=== Information given ===
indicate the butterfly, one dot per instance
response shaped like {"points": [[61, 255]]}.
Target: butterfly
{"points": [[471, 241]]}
===
=== Information given ===
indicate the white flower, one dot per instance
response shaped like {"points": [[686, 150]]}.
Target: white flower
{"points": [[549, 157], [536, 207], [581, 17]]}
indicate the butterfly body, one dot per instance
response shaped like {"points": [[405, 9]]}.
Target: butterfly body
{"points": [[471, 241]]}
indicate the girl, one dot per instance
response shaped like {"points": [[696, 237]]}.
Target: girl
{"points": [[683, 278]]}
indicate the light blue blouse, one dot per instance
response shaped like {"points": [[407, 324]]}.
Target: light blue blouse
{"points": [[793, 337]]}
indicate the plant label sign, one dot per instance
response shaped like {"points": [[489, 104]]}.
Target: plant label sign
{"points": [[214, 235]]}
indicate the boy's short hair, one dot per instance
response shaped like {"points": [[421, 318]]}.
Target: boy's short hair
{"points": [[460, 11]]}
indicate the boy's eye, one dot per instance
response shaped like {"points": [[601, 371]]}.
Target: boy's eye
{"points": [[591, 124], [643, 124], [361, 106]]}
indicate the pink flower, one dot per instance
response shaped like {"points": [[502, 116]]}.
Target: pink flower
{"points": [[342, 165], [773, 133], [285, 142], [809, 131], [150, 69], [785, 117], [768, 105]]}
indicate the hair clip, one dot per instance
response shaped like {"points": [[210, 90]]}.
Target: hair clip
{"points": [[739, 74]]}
===
* [Given instruction]
Count the lines in the entries above that contain the string "sign", with case counting. Give only the number.

* [Full answer]
2